WHAT THE EXERCISE ASKS
Could you please return each line of the data that has the word "instance"?

DATA TO PROCESS
Content starts
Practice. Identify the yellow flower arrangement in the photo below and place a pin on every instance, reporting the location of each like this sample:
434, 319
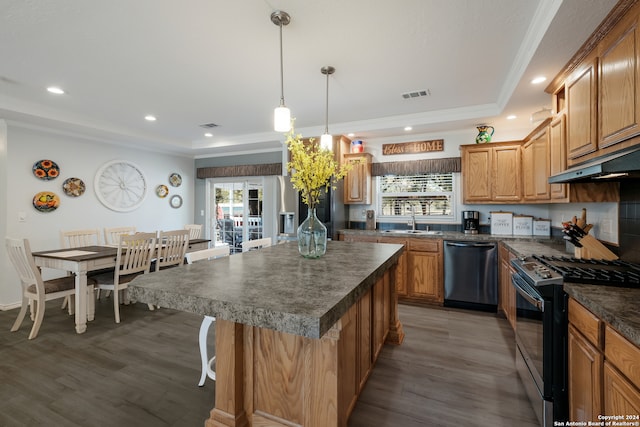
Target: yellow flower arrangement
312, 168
Content ends
Content starts
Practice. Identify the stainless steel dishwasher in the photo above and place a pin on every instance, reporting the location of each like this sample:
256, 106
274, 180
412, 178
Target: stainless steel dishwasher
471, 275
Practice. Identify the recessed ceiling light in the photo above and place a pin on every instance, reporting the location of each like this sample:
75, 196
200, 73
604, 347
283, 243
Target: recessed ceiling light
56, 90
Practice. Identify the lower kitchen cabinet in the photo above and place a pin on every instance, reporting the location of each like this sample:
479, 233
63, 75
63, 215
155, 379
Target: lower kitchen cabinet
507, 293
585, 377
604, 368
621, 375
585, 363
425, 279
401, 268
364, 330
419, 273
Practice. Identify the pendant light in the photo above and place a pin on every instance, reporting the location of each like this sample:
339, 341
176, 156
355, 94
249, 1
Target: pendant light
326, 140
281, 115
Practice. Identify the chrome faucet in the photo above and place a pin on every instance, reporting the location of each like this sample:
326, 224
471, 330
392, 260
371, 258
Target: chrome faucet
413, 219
Content ends
EXERCISE SOLUTION
Practice. Identify the yellow flower arrangement in the photo below and place a pin on every instance, reporting the location of each like this sample:
Practice. Identify the stainless steel dishwasher in the photo above and place a pin on every instance, reporting the location of each like this sample:
Practice. Identify the recessed ceiling light in the photo above and place a pin on every instance, reporting the location of each like this sample:
Practice. Identify the lower kitchen cabinet in the photo above and place a pin on every instance, reporting the location of each like this sample:
Practice. Identify the pendant light in the photo above and place a pin on every instance, reporting the location of each like this sample:
Practice. Identify the chrome faucet in the photo above and place a pin on every instance, reporting the location of each like this sample:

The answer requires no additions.